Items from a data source

^^^^^^^^

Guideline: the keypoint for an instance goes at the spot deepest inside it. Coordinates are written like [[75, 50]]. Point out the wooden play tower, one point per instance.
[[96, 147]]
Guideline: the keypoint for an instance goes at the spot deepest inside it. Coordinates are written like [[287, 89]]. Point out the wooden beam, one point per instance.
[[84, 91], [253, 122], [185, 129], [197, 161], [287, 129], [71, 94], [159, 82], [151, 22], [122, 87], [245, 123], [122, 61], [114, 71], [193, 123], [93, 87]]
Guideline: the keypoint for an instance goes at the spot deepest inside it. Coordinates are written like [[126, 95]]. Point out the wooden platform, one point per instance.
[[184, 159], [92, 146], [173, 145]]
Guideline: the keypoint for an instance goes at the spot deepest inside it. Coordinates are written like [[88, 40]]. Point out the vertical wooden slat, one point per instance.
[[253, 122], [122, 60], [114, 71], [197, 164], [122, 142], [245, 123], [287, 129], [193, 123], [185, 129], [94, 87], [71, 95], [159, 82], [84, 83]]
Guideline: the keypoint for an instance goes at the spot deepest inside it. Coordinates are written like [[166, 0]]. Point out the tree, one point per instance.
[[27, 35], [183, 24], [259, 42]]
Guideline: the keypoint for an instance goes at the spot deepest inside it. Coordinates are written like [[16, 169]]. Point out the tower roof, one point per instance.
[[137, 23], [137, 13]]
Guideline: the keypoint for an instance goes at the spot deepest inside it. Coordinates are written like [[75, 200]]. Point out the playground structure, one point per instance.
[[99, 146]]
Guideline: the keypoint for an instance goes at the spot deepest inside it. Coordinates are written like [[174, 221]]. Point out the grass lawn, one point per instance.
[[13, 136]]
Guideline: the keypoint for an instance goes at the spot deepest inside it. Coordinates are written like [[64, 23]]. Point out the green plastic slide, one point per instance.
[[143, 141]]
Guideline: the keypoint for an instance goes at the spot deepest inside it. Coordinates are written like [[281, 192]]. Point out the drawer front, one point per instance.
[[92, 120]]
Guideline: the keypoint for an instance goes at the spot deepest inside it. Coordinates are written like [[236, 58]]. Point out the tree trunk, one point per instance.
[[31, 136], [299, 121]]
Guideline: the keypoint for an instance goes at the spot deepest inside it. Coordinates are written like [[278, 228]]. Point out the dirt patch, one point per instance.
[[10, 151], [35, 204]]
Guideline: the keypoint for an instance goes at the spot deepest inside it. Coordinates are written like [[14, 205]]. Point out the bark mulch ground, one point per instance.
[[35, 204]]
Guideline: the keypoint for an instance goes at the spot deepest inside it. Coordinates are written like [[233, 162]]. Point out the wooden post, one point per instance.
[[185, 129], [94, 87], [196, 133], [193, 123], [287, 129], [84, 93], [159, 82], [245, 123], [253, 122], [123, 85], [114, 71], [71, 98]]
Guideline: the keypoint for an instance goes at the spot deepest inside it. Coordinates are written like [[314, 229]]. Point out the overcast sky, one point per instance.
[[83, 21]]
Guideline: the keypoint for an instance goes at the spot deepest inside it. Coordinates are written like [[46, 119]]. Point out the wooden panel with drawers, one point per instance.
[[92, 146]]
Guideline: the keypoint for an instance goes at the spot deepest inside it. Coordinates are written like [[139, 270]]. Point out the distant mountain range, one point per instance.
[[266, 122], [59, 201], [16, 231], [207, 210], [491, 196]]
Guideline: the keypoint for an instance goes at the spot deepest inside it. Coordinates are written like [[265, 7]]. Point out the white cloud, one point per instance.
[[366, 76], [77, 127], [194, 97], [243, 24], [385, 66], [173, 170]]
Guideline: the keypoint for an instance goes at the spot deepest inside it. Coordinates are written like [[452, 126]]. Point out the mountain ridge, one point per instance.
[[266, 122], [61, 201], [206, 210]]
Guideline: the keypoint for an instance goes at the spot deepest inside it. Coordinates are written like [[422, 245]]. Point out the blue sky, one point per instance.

^^^^^^^^

Format every entry above as a numbered list, omitting any blank lines.

SOLUTION TO THE EXERCISE:
1. Guideline: the keypoint for an instance goes at the spot deepest inside it. Coordinates are written like [[75, 50]]. Point out the wooden play tower, one point per instance.
2. [[96, 147]]
3. Guideline: the keypoint for an instance goes at the spot deepest inside it. Coordinates are written like [[287, 89]]. Point out the wooden beam, one point per instance.
4. [[84, 91], [253, 122], [185, 129], [197, 161], [287, 129], [71, 94], [159, 82], [151, 22], [122, 87], [245, 123], [122, 61], [114, 71], [193, 123], [93, 87]]
5. Guideline: the keypoint for an instance goes at the spot deepest inside it. Coordinates are written like [[126, 95]]. Point out the wooden platform, one point per instance.
6. [[184, 159], [92, 146], [173, 145]]
7. Guideline: the keypoint for an instance goes at the spot deepest inside it. Coordinates are written like [[88, 40]]. Point out the vertical wooden slat, one point per instance.
8. [[253, 122], [122, 60], [114, 71], [197, 164], [122, 142], [245, 123], [287, 129], [193, 123], [185, 129], [94, 87], [71, 95], [159, 82], [84, 83]]
9. Guideline: the keypoint for an instance goes at the spot deepest inside it. Coordinates are written like [[166, 0]]. Point out the tree, one point per instance.
10. [[27, 35], [183, 24], [259, 42]]
11. Guideline: the keypoint for an instance goes at the spot deepest inside it. Coordinates are written like [[16, 169]]. Point out the tower roof, one point per instance.
12. [[137, 23], [137, 13]]
13. Guideline: the keypoint for an instance goes at the spot deepest inside it. Coordinates are written like [[75, 200]]. Point out the playground structure, one point per instance.
14. [[99, 146]]
15. Guideline: the keypoint for an instance goes at the spot deepest inside it. Coordinates are written like [[174, 221]]. Point out the grass lawn, one point per instance.
16. [[13, 136]]
17. Guideline: the keypoint for an instance goes at the spot deepest inside it. Coordinates are written like [[64, 23]]. Point out the green plastic slide, one point per instance.
18. [[143, 141]]
19. Guideline: the keypoint for an instance goes at the spot deepest inside it. Coordinates are written like [[281, 192]]. Point out the drawer front, one point per instance.
20. [[92, 120]]
21. Guideline: the keypoint for an instance goes at the spot deepest inside it. Coordinates are written like [[236, 58]]. Point out the tree trunk, one point per instance.
22. [[31, 136], [299, 121]]
23. Guideline: the keypoint for an instance goes at the spot deepest inside it. Coordinates are written like [[278, 228]]. Point out the dirt patch, one point per instance.
24. [[10, 151], [35, 204]]
25. Guideline: the keypoint for an instance goes at the spot deepest inside it. Coordinates are written like [[14, 205]]. Point out the bark mulch ground, one point per instance.
26. [[35, 204]]
27. Guideline: the keypoint for an instance goes at the spot deepest inside it. Coordinates are written like [[233, 162]]. Point out the wooden post, one point per instance.
28. [[185, 129], [94, 87], [196, 133], [193, 123], [287, 129], [84, 93], [159, 82], [245, 123], [253, 122], [123, 85], [114, 71], [71, 98]]
29. Guideline: the keypoint for an instance goes at the spot deepest inside it. Coordinates are written like [[314, 229]]. Point out the overcast sky, one point per instance.
30. [[83, 21]]
31. Guideline: the keypoint for an instance goes at the spot deepest inside it. Coordinates are written like [[46, 119]]. Point out the wooden panel with drawers, one point per instance.
32. [[92, 146]]
33. Guideline: the keypoint for an instance goes at the spot deepest inside it. Coordinates are written like [[139, 270]]. Point out the distant mountain range, one point per instance.
34. [[266, 122], [59, 201], [16, 231], [207, 210], [491, 196]]
35. Guideline: the keypoint for an instance goes at the spot deepest inside it. Coordinates are written like [[265, 7]]. Point out the white cloud, one point per instance.
36. [[366, 76], [77, 127], [194, 97], [243, 24], [385, 66], [173, 170]]
37. Guideline: the keypoint for an instance goes at the spot deepest inside it. Coordinates are written like [[452, 126]]. Point out the mountain ridge, one point per instance.
38. [[266, 122], [61, 201], [206, 210]]
39. Guideline: the keypoint for an instance goes at the spot deepest inside it. Coordinates are written like [[422, 245]]. Point out the blue sky, one point per instance.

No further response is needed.